▶ **Text block**:
12.5 No Actions; Proceedings or Injunctions. No legal or regulatory
-----------------------------------------
action or proceeding shall be pending or threatened by any Persons to enjoin,
restrict or prohibit the transactions contemplated herein. No preliminary or
permanent injunction or other order by any federal, national, provincial or
state court which prevents the consummation of the transactions shall have been
issued and remain in effect.
12.6 Consents and Approvals of Partnership and Third Parties. The
------------------------------------------------------------
consummation of the transactions contemplated by this Purchase Agreement shall
not be prohibited by any Legal Requirement. All consents, authorizations and
approvals that are necessary or appropriate for the parties to consummate the
Transaction, including, without limitation, consents of any and all landlords to
the assignment of leases and any and all consents required under any
nondisturbance and recognition agreements, shall have been duly obtained (or
will be obtained as soon as practicable after the Effective Date with the
permission of Purchaser).
12.7 Approval of Proceedings; Documentation. All instruments and legal
--------------------------------------
and corporate proceedings in connection with the transactions contemplated by
this Purchase Agreement, and the form and substance of all instruments,
opinions, certificates and other documents hereunder, shall be reasonably
satisfactory in form and substance to Purchaser and Purchaser's counsel.

▶ **Provided material**:

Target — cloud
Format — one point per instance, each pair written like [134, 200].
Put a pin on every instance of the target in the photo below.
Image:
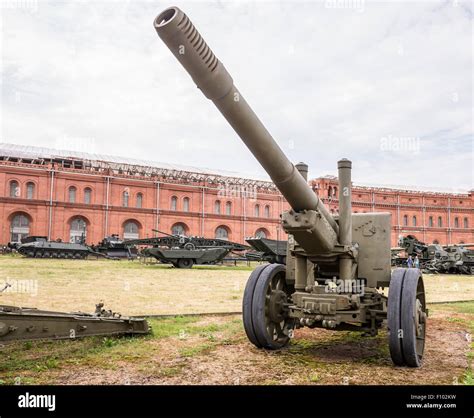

▶ **Task directions**:
According to the purchase agreement text, what makes a consent one that must be obtained, and under what condition may it be obtained after the Effective Date? Answer in one to three sentences. The material shown above is separate from the purchase agreement text.

▶ **Result of the task**:
A consent must be obtained if it is necessary or appropriate for the parties to consummate the Transaction, including landlord consents to lease assignments and consents required under nondisturbance and recognition agreements. It may be obtained as soon as practicable after the Effective Date only with the Purchaser's permission.